■ SELECTED TEXT
Almond crusted chicken schnitzel with cauliflower mash – gluten free and good for you!
There’s something about a chicken schnitzel meal that makes me feel all warm and fuzzy inside. Perhaps it’s the combination of crusted chicken, hot, crunchy (or creamy) potato, salad and a slathering of delicious gravy; or perhaps it’s just the pleasure of simple comfort food at its best; – I always smile when I see it on the the menu.
However, apart from the usual salad that it shares the plate with, your regular schnitzel meal is a far cry from healthy. Covered in highly processed, low-in-nutrient flour and breadcrumbs; and deep fried in toxic cottonseed or vegetable oil, the old schnitzel ain’t doing you any favours.
Not to mention those of you that miss out due to gluten intolerance.

[Stored records]
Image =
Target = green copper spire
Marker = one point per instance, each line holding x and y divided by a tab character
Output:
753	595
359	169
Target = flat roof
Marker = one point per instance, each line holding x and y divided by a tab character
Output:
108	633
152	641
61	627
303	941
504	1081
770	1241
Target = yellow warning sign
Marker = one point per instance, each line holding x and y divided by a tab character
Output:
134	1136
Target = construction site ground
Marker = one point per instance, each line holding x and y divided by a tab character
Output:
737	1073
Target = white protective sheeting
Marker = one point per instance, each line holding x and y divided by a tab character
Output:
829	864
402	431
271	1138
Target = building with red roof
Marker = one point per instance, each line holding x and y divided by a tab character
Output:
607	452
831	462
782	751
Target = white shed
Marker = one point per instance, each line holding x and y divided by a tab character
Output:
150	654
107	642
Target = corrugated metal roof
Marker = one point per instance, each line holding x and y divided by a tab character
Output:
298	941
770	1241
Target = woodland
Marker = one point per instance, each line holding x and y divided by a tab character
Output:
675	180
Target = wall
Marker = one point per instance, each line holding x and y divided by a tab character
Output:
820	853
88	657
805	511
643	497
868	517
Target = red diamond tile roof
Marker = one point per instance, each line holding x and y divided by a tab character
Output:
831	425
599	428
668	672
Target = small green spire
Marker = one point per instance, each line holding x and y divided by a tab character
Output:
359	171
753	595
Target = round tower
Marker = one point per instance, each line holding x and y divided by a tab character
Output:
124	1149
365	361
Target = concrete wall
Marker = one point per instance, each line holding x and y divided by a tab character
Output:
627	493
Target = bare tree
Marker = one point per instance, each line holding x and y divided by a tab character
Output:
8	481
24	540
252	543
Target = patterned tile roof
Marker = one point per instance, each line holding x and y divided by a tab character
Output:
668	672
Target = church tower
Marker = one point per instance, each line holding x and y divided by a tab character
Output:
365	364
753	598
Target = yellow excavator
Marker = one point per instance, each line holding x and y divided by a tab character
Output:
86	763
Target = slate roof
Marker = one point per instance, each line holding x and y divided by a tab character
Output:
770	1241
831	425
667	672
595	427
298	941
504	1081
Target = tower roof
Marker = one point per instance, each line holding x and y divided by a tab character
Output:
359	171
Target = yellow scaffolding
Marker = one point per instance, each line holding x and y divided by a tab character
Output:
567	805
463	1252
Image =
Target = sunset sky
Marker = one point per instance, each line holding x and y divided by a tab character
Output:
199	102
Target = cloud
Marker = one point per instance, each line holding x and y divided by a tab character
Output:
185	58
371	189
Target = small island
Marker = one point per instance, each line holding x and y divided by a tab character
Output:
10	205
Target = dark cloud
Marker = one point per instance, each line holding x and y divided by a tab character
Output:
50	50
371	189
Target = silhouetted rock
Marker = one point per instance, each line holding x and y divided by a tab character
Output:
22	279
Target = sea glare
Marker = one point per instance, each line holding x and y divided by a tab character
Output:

■ TO DO
A. Print the schnitzel post starting with "There’s something about" and going on through "you any favours.".
B. In the schnitzel post, what oils is the regular schnitzel said to be deep fried in?
None of this material is needed.

■ ANSWER SECTION
A.
There’s something about a chicken schnitzel meal that makes me feel all warm and fuzzy inside. Perhaps it’s the combination of crusted chicken, hot, crunchy (or creamy) potato, salad and a slathering of delicious gravy; or perhaps it’s just the pleasure of simple comfort food at its best; – I always smile when I see it on the the menu.
However, apart from the usual salad that it shares the plate with, your regular schnitzel meal is a far cry from healthy. Covered in highly processed, low-in-nutrient flour and breadcrumbs; and deep fried in toxic cottonseed or vegetable oil, the old schnitzel ain’t doing you any favours.

B. Toxic cottonseed or vegetable oil.